> _Stated exercise_: Return only this: the line with "Put one marker on each instance of the pale" and all the lines that follow it below, through the final one, exactly as they are.
#### Task material
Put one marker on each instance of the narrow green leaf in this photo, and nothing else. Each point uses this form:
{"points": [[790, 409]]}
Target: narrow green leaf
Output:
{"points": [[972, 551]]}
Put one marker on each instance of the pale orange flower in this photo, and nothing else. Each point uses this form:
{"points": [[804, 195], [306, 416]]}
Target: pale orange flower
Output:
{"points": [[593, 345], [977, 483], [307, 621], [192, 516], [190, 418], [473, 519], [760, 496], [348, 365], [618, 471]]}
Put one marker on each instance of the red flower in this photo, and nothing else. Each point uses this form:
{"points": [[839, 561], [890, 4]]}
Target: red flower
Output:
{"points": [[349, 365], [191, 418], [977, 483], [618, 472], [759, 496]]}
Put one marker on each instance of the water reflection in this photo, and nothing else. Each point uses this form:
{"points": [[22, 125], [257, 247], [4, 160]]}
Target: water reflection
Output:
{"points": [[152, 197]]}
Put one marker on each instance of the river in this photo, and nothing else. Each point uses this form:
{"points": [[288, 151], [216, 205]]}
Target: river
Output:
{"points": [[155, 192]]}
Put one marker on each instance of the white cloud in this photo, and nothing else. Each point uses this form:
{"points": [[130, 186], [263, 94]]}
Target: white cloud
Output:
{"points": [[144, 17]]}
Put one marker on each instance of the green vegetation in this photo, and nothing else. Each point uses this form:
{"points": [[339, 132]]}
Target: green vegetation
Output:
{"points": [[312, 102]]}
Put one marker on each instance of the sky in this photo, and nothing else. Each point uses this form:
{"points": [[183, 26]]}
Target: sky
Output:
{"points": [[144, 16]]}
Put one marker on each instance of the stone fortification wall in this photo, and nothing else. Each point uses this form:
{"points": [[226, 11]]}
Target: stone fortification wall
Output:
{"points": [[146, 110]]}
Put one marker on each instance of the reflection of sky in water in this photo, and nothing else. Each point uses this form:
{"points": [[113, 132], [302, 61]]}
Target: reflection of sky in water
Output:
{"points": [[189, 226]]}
########
> _Exercise result_:
Put one marker on each instance of the pale orange flower in this photo, and nothing else. Each point uses this form:
{"points": [[804, 195], [306, 416]]}
Target: pale orange flower
Output:
{"points": [[593, 345], [977, 483], [307, 621], [192, 516], [190, 418], [473, 519], [760, 496], [348, 365], [618, 471]]}
Put one marker on each instance of the red flower in this photo, and nothing else. Each point uses this form:
{"points": [[839, 561], [890, 4]]}
Target: red flower
Output:
{"points": [[349, 365], [191, 418], [977, 483], [618, 472], [759, 496]]}
Put one marker on each instance of the water reflection in this photo, and nothing else. Each point uses this form:
{"points": [[22, 125], [257, 247], [4, 160]]}
Target: water reflection
Output:
{"points": [[152, 197]]}
Put one marker on each instance of the river in this photo, and nothing else. Each point uses this form:
{"points": [[288, 151], [216, 205]]}
Target: river
Output:
{"points": [[155, 192]]}
Put one marker on each instance of the white cloud in this photo, and nothing else. Each point uses this form:
{"points": [[130, 186], [263, 94]]}
Target: white cloud
Output:
{"points": [[144, 17]]}
Put one marker on each instance of the green vegetation in this photo, and nothing else. Each point uses this form:
{"points": [[339, 132]]}
Target: green vegetation
Output:
{"points": [[312, 102]]}
Put one marker on each instance of the sky in this photo, and nothing else. Each point uses this form:
{"points": [[183, 26]]}
Target: sky
Output:
{"points": [[144, 16]]}
Put one marker on each instance of the stone fortification wall in this photo, and nothing else. Each point uses this form:
{"points": [[226, 11]]}
Target: stone fortification wall
Output:
{"points": [[146, 110]]}
Put one marker on each instance of the reflection of sky in water in this photo, and nothing else. Each point uses this form:
{"points": [[113, 132], [302, 61]]}
Target: reflection of sky in water
Output:
{"points": [[189, 226]]}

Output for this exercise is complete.